When you reach the line that contains "Where can you see the island" in the data below, start reproducing lines exactly, and stop after the line that contains "Where can you see the gray".

* Data extracts:
----
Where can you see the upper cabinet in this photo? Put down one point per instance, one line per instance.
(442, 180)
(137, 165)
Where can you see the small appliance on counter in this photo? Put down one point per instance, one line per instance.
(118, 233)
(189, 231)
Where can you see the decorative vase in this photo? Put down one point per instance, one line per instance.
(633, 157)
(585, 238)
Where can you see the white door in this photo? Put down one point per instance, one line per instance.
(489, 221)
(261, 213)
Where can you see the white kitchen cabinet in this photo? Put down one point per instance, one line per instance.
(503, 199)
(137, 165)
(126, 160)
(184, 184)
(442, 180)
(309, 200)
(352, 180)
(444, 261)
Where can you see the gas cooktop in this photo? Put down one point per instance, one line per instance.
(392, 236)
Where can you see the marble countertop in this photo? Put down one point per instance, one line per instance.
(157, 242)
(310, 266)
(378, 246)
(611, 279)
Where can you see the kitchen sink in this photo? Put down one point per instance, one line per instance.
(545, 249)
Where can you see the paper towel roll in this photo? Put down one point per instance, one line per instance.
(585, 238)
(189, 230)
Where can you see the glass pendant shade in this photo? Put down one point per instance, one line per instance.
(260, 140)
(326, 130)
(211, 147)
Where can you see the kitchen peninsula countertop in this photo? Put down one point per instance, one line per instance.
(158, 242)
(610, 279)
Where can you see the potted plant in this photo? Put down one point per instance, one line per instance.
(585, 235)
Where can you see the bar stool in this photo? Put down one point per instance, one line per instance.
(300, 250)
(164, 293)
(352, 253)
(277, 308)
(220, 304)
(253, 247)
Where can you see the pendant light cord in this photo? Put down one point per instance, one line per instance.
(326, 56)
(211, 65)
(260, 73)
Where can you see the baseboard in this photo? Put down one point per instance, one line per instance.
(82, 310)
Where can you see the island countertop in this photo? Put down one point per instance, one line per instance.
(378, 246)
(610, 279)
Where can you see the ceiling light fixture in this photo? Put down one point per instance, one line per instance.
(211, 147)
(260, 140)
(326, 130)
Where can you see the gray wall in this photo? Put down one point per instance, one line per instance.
----
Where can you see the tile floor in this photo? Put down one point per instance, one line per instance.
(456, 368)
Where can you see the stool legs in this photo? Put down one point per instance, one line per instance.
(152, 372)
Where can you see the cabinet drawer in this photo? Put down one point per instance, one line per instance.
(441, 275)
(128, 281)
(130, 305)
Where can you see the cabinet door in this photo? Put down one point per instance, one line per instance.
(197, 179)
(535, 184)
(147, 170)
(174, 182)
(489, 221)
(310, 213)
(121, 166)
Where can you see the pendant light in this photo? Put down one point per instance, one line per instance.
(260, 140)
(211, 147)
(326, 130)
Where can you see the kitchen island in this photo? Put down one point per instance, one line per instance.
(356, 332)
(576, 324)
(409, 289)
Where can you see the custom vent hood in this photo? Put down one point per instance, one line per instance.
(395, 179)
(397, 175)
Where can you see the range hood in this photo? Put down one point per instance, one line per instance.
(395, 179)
----
* The answer:
Where can you see the island countertop in this photo? Put down one point per instance, one line per instance.
(378, 246)
(610, 279)
Where can you see the ceiling light fixture in this photo? Put down one point per instance, one line per instance.
(211, 147)
(260, 140)
(326, 130)
Where can you see the gray wall in this photo? Put down one point per instance, one line per instance.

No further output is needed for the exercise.